> _Given request 1_
Rewrite the entries below as a Markdown table with the columns Row and Line, starting at the line that contains "instance of textured" and ending at the line that contains "of ski pole.". Leave out any blank lines.

> _Document extract_
TB, freezing extra tomatoes is a wonderful way to deal with them. Mostly I do it because summer is so busy, and I like delaying canning them until cooler weather. Using the freezer to help peel whole tomatoes is the best kept secret! Sure beats standing over boiling water on a hot summer day.

Jillee, congratulations on your grain mill! Isn't fresh flour the absolute best? Plus, you can make all kinds of exotic flours like oat, rye, and rice.

Brilliant idea for the pizza sauce. Sounds extremely tasty.

I never refrigerate tomatoes either. I know it isn't supposed to be good for them. They don't seem to mind the freezer, however. Of course, they're mushy when defrosted, but the retain their flavor. It's a great way to save up small quantities until there's enough to make a large batch.

Anonymous said...

Very interesting! Love the tomato broth idea. I am thinking a good base for a slow
cooker roast and blend in other personal favorites such as herbs for an amazing gravy ! However the possibilities are endless. Goatldi

Leigh said...

Goatldi, tomato broth for a slow cooker roast is an excellent idea! As you say, the possibilities are endless. :)

Nancy In Boise said...

> _Given request 2_
Translate this sentence from the comments on freezing tomatoes into Spanish: "Using the freezer to help peel whole tomatoes is the best kept secret!"

> _Entries shown_
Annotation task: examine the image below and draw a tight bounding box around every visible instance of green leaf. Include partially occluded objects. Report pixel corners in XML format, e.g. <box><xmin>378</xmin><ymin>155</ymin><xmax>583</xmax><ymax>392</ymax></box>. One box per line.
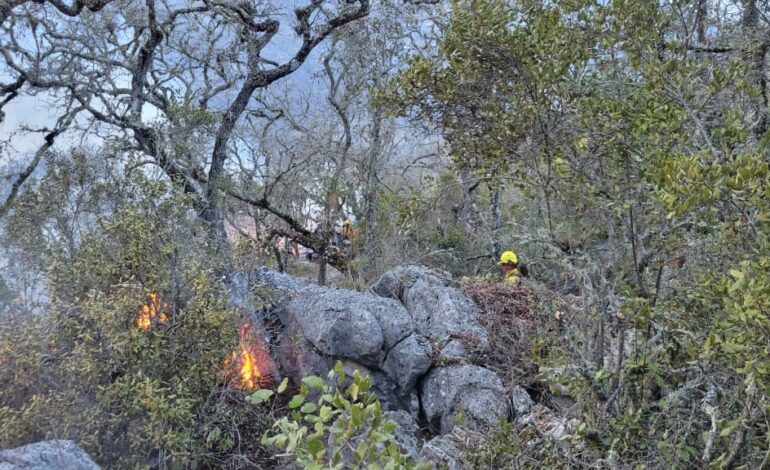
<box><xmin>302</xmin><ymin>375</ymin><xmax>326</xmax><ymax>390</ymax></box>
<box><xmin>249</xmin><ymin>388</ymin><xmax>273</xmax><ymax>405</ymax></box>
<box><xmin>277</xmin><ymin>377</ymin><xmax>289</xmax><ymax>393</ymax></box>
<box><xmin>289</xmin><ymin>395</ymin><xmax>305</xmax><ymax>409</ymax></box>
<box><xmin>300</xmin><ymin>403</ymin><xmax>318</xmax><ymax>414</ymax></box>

--

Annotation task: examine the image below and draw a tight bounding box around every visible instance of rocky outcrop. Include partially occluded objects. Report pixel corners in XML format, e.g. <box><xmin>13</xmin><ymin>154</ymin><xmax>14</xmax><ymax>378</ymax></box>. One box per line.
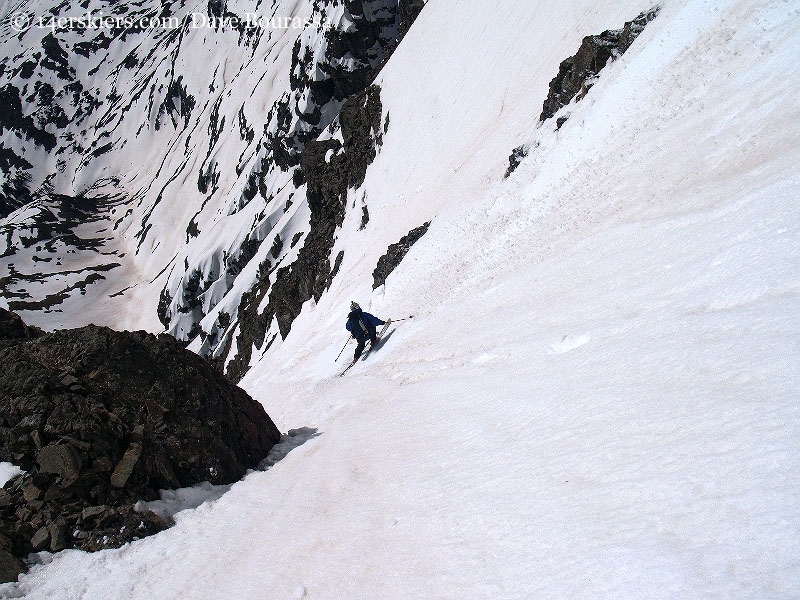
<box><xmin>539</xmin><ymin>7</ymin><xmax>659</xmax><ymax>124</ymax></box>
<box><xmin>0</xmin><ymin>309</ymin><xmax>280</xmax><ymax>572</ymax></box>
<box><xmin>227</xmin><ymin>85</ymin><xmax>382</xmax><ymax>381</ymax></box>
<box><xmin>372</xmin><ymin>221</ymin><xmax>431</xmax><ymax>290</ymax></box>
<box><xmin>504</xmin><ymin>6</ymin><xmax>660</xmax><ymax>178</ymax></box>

==

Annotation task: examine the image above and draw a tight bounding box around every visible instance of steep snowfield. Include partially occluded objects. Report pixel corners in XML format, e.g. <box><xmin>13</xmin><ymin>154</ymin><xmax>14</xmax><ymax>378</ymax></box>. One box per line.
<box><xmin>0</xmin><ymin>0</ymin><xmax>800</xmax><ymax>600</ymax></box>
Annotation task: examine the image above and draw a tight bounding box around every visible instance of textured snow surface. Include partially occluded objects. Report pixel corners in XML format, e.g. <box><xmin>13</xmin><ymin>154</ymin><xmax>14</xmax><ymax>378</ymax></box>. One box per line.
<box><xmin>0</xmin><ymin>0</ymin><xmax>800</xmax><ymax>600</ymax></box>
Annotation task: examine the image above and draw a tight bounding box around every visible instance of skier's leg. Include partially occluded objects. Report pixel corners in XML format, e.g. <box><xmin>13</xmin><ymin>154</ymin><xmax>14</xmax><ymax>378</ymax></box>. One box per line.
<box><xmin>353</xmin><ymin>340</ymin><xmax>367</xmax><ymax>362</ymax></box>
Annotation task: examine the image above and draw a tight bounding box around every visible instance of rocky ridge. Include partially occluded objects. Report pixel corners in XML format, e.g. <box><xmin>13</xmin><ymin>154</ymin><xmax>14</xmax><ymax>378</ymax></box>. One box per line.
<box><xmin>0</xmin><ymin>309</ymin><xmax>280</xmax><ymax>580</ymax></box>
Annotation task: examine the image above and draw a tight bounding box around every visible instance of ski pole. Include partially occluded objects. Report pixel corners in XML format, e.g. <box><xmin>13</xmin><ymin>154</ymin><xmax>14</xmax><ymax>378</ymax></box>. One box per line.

> _Full solution 1_
| Row | Line |
|---|---|
| 1 | Annotation task: examine the image above and draw a tight bounding box around every visible instance of textured snow surface. Include partially occluded objects. Report pixel corners in XML format, e.g. <box><xmin>13</xmin><ymin>154</ymin><xmax>14</xmax><ymax>378</ymax></box>. One box per line. |
| 2 | <box><xmin>0</xmin><ymin>0</ymin><xmax>800</xmax><ymax>600</ymax></box> |
| 3 | Annotation task: examine the image above and draw a tight bounding box around every visible instance of skier's leg. Include partially occluded objects. Report pixel corners in XML format, e.g. <box><xmin>13</xmin><ymin>154</ymin><xmax>14</xmax><ymax>378</ymax></box>. One box per line. |
| 4 | <box><xmin>353</xmin><ymin>340</ymin><xmax>367</xmax><ymax>362</ymax></box> |
| 5 | Annotation task: examine the image above and draw a tight bounding box around every visible instance of rocky ridge. Include partially occluded objects. Report pixel corners in XML format, e.g. <box><xmin>13</xmin><ymin>154</ymin><xmax>14</xmax><ymax>378</ymax></box>. One box per line. |
| 6 | <box><xmin>0</xmin><ymin>309</ymin><xmax>280</xmax><ymax>580</ymax></box> |
| 7 | Annotation task: examine the image above and draw a tight bounding box around every visible instance of ski pole. Include partially occluded objects. Report pixel corners in XML format, e.g. <box><xmin>13</xmin><ymin>154</ymin><xmax>14</xmax><ymax>378</ymax></box>. One box per line. |

> _Full solution 2_
¡Usar el congelador para ayudar a pelar tomates enteros es el secreto mejor guardado!